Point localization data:
++++

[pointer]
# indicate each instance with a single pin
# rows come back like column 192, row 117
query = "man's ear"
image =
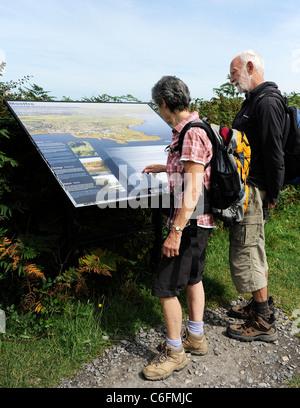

++++

Work task =>
When you copy the records above, keep every word exact and leave out the pictures they contain.

Result of the task =>
[pointer]
# indicate each instance with a single pin
# rows come back like column 192, row 117
query = "man's ear"
image =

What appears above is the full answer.